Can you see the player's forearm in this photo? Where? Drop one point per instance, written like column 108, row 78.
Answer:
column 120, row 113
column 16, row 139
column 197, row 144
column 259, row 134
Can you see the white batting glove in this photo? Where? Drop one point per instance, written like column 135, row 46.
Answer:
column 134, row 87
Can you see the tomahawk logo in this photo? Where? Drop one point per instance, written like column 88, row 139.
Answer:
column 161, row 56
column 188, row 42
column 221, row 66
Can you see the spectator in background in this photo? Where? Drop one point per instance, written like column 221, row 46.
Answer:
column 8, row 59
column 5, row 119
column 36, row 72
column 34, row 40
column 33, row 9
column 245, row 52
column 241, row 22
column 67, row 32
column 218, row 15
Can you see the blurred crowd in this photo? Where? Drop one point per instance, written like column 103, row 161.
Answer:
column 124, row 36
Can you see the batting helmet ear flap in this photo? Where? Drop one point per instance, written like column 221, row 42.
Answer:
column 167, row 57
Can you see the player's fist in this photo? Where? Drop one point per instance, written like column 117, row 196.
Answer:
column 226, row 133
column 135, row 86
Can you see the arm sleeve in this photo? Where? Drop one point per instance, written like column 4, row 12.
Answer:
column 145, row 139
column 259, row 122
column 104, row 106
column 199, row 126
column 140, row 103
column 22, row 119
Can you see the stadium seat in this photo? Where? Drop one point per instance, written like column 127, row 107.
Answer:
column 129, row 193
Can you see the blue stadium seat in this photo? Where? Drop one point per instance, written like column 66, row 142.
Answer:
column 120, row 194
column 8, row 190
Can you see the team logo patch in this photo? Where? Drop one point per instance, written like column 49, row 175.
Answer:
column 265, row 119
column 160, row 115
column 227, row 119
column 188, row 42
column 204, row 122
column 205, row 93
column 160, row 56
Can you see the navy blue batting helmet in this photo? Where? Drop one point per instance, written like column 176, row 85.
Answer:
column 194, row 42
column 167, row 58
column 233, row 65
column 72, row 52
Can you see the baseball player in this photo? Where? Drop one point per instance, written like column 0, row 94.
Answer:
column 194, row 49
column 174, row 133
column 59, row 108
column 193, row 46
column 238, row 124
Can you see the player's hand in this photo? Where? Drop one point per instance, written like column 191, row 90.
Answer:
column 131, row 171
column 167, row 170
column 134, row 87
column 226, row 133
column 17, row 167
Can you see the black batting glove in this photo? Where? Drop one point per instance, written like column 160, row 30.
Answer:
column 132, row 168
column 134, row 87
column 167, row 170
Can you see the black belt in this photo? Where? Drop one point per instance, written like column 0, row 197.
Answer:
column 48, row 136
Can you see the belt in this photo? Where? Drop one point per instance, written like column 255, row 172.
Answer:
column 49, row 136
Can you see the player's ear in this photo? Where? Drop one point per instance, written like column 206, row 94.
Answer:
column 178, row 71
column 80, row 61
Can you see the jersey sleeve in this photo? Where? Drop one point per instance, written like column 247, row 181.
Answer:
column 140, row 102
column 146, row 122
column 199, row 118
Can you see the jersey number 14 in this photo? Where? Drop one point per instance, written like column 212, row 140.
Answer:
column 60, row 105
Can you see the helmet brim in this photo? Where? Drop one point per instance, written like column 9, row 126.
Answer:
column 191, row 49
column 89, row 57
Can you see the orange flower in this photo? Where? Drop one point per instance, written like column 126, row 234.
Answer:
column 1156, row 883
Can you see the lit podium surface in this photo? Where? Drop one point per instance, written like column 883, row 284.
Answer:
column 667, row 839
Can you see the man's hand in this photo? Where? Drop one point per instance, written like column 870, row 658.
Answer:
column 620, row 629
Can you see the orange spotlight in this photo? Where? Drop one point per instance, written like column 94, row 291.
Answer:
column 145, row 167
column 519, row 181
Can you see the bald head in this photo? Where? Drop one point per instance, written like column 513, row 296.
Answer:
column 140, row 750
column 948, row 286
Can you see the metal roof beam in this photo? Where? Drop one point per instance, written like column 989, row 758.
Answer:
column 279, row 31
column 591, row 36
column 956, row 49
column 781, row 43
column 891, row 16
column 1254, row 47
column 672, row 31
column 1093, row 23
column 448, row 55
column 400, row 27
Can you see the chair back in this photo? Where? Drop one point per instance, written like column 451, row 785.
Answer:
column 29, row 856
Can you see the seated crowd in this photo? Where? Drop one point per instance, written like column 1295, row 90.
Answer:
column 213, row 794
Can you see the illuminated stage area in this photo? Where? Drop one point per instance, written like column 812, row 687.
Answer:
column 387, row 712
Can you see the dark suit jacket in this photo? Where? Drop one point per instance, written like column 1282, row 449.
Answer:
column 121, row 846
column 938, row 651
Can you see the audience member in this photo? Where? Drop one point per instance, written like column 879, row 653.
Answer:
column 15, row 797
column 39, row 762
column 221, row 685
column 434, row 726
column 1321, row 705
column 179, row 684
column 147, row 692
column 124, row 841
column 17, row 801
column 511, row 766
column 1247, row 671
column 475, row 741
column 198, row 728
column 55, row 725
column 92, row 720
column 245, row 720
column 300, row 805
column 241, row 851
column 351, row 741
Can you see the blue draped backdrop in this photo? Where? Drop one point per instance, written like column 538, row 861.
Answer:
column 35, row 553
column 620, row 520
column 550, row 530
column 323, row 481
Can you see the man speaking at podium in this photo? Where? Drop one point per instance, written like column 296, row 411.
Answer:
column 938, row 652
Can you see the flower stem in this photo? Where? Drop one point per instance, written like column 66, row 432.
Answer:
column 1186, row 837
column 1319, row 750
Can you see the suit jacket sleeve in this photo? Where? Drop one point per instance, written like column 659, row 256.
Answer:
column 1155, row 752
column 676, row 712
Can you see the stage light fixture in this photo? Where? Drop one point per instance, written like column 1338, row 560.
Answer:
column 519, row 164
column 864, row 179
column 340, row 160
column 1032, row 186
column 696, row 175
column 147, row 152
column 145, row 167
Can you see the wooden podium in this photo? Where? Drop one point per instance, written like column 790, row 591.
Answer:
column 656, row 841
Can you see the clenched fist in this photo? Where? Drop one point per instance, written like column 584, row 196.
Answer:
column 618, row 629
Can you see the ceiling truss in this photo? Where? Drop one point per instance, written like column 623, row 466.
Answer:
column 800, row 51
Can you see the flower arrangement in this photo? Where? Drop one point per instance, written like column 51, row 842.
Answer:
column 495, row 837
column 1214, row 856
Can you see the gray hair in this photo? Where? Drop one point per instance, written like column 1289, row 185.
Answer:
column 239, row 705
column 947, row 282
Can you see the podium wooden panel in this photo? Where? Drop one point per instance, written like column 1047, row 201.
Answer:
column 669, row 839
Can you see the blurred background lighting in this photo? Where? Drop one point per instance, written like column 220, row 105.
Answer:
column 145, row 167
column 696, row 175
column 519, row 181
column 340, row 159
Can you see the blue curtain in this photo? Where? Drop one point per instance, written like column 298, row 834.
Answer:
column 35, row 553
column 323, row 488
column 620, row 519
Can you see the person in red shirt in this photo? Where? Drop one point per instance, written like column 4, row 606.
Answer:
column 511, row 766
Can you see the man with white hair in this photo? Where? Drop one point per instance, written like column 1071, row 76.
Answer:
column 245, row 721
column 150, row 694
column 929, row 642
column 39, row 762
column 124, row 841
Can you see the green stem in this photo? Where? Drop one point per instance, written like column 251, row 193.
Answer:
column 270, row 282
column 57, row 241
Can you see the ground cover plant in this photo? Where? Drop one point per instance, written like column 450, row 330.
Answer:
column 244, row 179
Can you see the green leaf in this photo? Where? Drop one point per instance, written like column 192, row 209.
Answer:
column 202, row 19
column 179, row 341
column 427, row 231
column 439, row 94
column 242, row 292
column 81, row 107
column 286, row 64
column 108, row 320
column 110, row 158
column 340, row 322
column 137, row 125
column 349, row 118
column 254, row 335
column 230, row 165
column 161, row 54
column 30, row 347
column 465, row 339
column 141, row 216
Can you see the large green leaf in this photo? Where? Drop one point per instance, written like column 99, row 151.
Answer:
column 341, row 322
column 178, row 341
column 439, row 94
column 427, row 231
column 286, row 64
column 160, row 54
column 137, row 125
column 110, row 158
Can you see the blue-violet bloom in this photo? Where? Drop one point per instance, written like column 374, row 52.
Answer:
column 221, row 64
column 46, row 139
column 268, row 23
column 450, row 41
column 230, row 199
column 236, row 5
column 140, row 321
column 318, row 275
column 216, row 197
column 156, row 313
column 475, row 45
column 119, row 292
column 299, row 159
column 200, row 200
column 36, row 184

### TASK
Each line of the data that contains "stadium" belongs in the answer.

### ANSWER BELOW
Can you see the stadium seat in this photo? Where? Drop one point per instance, written like column 127, row 107.
Can you see the blue stadium seat in this photo? Where? Drop one point per instance, written like column 66, row 142.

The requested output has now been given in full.